→ **TASK DESCRIPTION**:
Reproduce the lines of the material exactly, excluding every image.

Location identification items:
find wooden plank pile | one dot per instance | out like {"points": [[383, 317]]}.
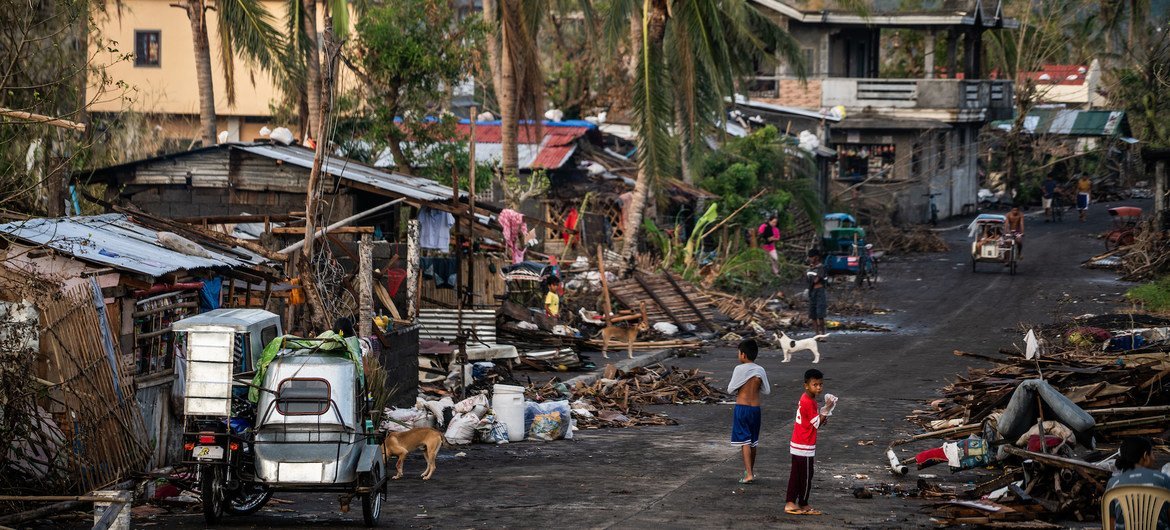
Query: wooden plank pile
{"points": [[1127, 394], [668, 297], [614, 400]]}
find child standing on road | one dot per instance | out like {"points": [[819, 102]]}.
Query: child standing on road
{"points": [[748, 381], [804, 445], [818, 291]]}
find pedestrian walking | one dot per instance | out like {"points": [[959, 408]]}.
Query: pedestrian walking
{"points": [[818, 291], [803, 446], [1084, 187], [770, 234], [748, 381], [1047, 192]]}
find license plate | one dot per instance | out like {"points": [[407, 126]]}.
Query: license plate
{"points": [[207, 453]]}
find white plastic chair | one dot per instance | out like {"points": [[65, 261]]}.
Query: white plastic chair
{"points": [[1140, 507]]}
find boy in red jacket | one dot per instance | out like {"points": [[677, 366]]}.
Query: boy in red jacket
{"points": [[804, 446]]}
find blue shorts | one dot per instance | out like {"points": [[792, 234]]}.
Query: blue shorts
{"points": [[745, 426]]}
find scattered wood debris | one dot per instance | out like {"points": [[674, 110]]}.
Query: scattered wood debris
{"points": [[614, 400]]}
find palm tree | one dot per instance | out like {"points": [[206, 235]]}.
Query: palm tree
{"points": [[690, 55], [243, 27]]}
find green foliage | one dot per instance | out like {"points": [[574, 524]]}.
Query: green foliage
{"points": [[408, 54], [1155, 296], [1143, 89], [750, 272], [761, 160]]}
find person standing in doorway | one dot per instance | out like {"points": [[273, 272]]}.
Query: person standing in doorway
{"points": [[1084, 186], [769, 234]]}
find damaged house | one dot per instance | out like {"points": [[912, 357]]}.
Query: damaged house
{"points": [[102, 293], [900, 139]]}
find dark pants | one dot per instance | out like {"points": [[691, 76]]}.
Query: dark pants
{"points": [[799, 481]]}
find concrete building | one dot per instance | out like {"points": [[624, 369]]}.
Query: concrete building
{"points": [[162, 71], [903, 138]]}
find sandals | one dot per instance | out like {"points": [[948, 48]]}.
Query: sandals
{"points": [[803, 511]]}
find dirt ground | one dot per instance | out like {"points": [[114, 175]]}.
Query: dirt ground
{"points": [[686, 475]]}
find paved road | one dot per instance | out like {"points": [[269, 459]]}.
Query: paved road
{"points": [[685, 476]]}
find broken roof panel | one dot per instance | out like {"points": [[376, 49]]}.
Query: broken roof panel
{"points": [[552, 151], [411, 187], [116, 241]]}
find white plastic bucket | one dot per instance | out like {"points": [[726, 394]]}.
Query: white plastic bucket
{"points": [[508, 405]]}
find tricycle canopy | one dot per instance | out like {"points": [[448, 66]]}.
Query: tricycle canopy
{"points": [[1126, 212]]}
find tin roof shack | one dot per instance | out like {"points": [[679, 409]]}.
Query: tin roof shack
{"points": [[1080, 138], [900, 138], [146, 276], [261, 178]]}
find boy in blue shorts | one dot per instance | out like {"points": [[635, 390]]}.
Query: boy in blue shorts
{"points": [[748, 381]]}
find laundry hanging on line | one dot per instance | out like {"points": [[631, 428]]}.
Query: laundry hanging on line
{"points": [[434, 228]]}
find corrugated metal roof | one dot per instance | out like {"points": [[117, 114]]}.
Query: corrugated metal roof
{"points": [[412, 187], [1072, 122], [236, 318], [116, 241], [553, 150]]}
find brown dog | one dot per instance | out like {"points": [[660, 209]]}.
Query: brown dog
{"points": [[403, 444], [624, 335]]}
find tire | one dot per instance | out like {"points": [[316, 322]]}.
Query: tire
{"points": [[249, 500], [372, 501], [1110, 241], [371, 508], [211, 489]]}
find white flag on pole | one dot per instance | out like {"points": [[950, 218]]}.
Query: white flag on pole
{"points": [[1032, 348]]}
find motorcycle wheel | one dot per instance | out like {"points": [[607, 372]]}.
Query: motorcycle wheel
{"points": [[211, 489], [249, 500]]}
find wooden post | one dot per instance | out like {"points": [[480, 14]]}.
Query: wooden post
{"points": [[605, 286], [470, 211], [365, 286], [412, 269]]}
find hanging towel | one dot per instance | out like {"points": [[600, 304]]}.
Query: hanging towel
{"points": [[514, 229], [434, 228], [745, 371], [571, 224], [440, 269]]}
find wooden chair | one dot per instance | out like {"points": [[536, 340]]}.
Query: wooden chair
{"points": [[1140, 507]]}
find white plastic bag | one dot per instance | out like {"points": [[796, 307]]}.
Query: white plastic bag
{"points": [[550, 420], [461, 429]]}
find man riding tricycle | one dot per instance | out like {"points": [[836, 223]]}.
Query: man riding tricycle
{"points": [[846, 250], [993, 242], [291, 417]]}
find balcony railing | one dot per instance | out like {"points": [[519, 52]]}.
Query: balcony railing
{"points": [[857, 94]]}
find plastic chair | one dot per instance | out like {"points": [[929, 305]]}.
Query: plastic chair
{"points": [[1140, 507]]}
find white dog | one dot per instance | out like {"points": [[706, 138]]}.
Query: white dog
{"points": [[790, 345]]}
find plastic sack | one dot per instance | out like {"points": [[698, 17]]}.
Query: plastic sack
{"points": [[489, 431], [461, 429], [399, 420], [435, 407], [476, 404], [549, 420]]}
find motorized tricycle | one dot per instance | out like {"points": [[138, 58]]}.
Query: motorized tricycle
{"points": [[993, 243], [293, 415], [846, 250], [1124, 227]]}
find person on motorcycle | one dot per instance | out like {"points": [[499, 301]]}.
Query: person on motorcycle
{"points": [[1016, 227]]}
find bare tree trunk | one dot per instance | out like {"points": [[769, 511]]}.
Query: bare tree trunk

→ **TASK OUTPUT**:
find wooden plank pile | one dot per instance | out like {"points": [[383, 317]]}.
Query: wooden plank pile
{"points": [[1127, 394], [668, 297], [614, 400]]}
find child standing on road | one dot per instance | out like {"points": [[819, 102]]}.
Query: child standing on road
{"points": [[748, 381], [804, 445], [818, 291]]}
find pedestrian walking | one dot per instance | out like {"points": [[959, 408]]}.
Query: pedestrian walking
{"points": [[818, 291], [803, 446], [1084, 187], [770, 234], [748, 381], [1047, 192]]}
find license plate | one dot per instance | out like {"points": [[407, 126]]}.
Query: license plate
{"points": [[207, 453]]}
find white plastic chair | one dot per instance | out like {"points": [[65, 261]]}.
Query: white plastic chair
{"points": [[1140, 507]]}
find boy in red jacket | one dot per instance | out like {"points": [[677, 366]]}.
Query: boy in red jacket
{"points": [[804, 446]]}
find blue shorts | one dot per instance | out like {"points": [[792, 234]]}.
Query: blue shorts
{"points": [[745, 426]]}
find scattered wood debris | one dot per instance | out like {"points": [[674, 110]]}.
Query: scattered wood debris
{"points": [[614, 400]]}
find palm tree | one dot per instance | out like {"points": [[206, 235]]}.
Query: palm tree
{"points": [[690, 55], [243, 27]]}
find green foliage | one dot per instance | out like {"points": [[574, 524]]}.
Query: green foliage
{"points": [[408, 54], [1155, 296], [1143, 89], [750, 272], [761, 160]]}
find person standing in doorway | one dot per instance | out like {"points": [[273, 272]]}.
Query: person standing in doorway
{"points": [[1084, 186], [769, 234]]}
find damaged house | one dot per instance | out like {"points": [[912, 357]]}.
Query: damaged house
{"points": [[102, 293], [900, 139]]}
find dark pants | one dot per instance | out like {"points": [[691, 76]]}.
Query: dark pants
{"points": [[799, 481]]}
find concrete building | one dot per instance | out like {"points": [[624, 369]]}.
Query: concrete building
{"points": [[162, 71], [903, 138]]}
find sandals | one dot per instance | out like {"points": [[948, 48]]}.
Query: sandals
{"points": [[803, 511]]}
find dirt ground | one dot per instance | out like {"points": [[114, 175]]}.
Query: dirt ground
{"points": [[686, 475]]}
find paved road | one dot per instance | out like {"points": [[269, 459]]}.
Query: paved road
{"points": [[685, 476]]}
find broken roof panel | one dot per instance | out like {"points": [[376, 49]]}.
Query: broken roof panel
{"points": [[552, 151], [411, 187], [116, 241]]}
find white plastic bucket | one dot per instance | out like {"points": [[726, 394]]}.
Query: white plastic bucket
{"points": [[508, 405]]}
find tricycle canopy | one dot per instance | out like {"points": [[448, 66]]}.
Query: tricycle canopy
{"points": [[1126, 212]]}
find tin roof shack | one dot per instance | out like {"points": [[679, 409]]}.
Query: tin roof shack
{"points": [[1080, 138], [900, 138], [146, 276], [261, 178]]}
find boy in blue shorts | one dot per instance | out like {"points": [[635, 390]]}.
Query: boy in blue shorts
{"points": [[748, 381]]}
find laundry hanging on line | one dot per instance | out like {"points": [[631, 428]]}.
Query: laundry hanging on line
{"points": [[434, 228]]}
find corrugated metal roof | one dot per instance | out like {"points": [[117, 114]]}.
Query: corrugated metal roof
{"points": [[412, 187], [1072, 122], [236, 318], [116, 241], [553, 150]]}
find brown dog | one dot per instance | out like {"points": [[660, 209]]}.
Query: brown dog
{"points": [[403, 444], [624, 335]]}
find tire | one dot per instance | out like {"points": [[316, 322]]}.
Query: tire
{"points": [[249, 500], [372, 501], [1110, 241], [371, 508], [211, 489]]}
find white flag on pole | one dot per instance | out like {"points": [[950, 218]]}.
Query: white flag on pole
{"points": [[1032, 348]]}
find motorcycle wheel | one dot per instance | out like {"points": [[607, 372]]}.
Query: motorcycle wheel
{"points": [[211, 489], [249, 500]]}
find wooden post | one dot per instance | out like {"points": [[480, 14]]}.
Query: wooden post
{"points": [[605, 286], [470, 211], [365, 286], [412, 269]]}
find hanging towel | one dot per instance | out like {"points": [[600, 304]]}.
Query: hanging towel
{"points": [[514, 229], [434, 228], [745, 371], [571, 224], [440, 269]]}
find wooden chair | one dot per instance | out like {"points": [[536, 340]]}.
Query: wooden chair
{"points": [[1140, 507]]}
find white plastic bag | one dot per instance | out like {"points": [[796, 307]]}.
Query: white plastic bag
{"points": [[550, 420], [461, 429]]}
find man riding tricycle | one dot per instance | out like {"points": [[836, 223]]}.
Query: man riding tricycle
{"points": [[846, 250], [993, 242], [291, 417]]}
find balcony railing | one dot per instance | out like {"points": [[519, 52]]}.
Query: balcony railing
{"points": [[857, 94]]}
find plastic chair | one dot per instance | out like {"points": [[929, 305]]}.
Query: plastic chair
{"points": [[1140, 507]]}
find white dog | one dot per instance | out like {"points": [[706, 138]]}.
Query: white dog
{"points": [[790, 345]]}
find plastic sack | one dot per instance | out like {"points": [[698, 17]]}.
Query: plastic sack
{"points": [[489, 431], [461, 429], [399, 420], [435, 407], [476, 404], [549, 420]]}
find motorized tricycle | one dot per instance | out like {"points": [[138, 58]]}.
Query: motorized tricycle
{"points": [[993, 243], [293, 415], [846, 250], [1124, 227]]}
find person on motorcycle | one dot per instance | out like {"points": [[499, 301]]}.
Query: person on motorcycle
{"points": [[1016, 227]]}
find bare tree trunk | one dot per instance | out like {"points": [[769, 511]]}.
Query: bare tree trunk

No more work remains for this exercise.